# Your instructions
In the passage below about who controls the internet, list every thing the writer calls the internet an almost free conduit of.

# Excerpt provided
The laptop on which I’m working tells me that it has sent 7,392 email messages to date, and if I knew how to reach its innermost parts it would probably provide a rather embarrassing list of every website it has ever visited on my behalf as well. Like most internet users, I have absolutely no idea how any of that traffic actually happened. I have a fantasy that it involves satellites in space and bunkers deep underground, full of scary professors and beautiful girls in lycra spacesuits dancing attendance on giant computers; and I sometimes wonder whether my cyber-correspondence is being monitored for key words (‘jihad’ perhaps, or ‘Galloway bank account’) at GCHQ Cheltenham or Langley, Virginia.
But on the whole I am content to use this almost free conduit of information, commerce, entertainment and personal contact without knowing anything at all about how it works or who controls it. There must be at least 17,000 people who take a different view, however, for that is the number who converged on Tunis last week for the UN-sponsored World Summit on the Information Society. Many of them — representing smaller nations or ‘civil society’ pressure groups and NGOs — were driven by a fervent desire to see control of the internet removed from what they perceive to be the evil hand of the US government and placed instead under a new body modelled on the International Telecommunication Union, the UN agency which efficiently co-ordinates the world’s telephone networks.

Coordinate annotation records

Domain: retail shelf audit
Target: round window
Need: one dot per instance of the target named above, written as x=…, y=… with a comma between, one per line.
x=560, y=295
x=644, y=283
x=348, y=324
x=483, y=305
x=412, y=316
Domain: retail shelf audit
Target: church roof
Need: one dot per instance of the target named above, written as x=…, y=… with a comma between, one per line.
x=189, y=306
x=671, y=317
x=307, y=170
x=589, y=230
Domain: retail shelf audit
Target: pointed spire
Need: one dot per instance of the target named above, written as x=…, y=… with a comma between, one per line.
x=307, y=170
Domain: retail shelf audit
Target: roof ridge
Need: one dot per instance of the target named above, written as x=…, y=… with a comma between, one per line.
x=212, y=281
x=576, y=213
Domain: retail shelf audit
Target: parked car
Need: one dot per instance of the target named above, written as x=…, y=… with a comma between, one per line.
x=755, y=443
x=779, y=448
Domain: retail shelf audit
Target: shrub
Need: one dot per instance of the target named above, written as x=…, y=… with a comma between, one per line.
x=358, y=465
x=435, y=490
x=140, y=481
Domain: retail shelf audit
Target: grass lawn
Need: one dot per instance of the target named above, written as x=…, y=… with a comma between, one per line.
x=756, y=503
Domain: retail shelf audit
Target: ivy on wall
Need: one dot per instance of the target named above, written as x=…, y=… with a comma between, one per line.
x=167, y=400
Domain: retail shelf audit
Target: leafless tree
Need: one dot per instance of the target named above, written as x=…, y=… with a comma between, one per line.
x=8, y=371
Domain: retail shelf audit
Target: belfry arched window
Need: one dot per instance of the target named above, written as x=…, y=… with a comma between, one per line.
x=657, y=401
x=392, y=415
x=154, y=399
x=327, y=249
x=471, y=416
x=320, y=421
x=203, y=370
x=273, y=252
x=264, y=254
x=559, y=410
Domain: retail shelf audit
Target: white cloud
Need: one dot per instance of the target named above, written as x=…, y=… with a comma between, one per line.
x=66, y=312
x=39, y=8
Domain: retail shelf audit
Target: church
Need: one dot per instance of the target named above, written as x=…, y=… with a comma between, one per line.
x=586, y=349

# Full answer
Information, commerce, entertainment, personal contact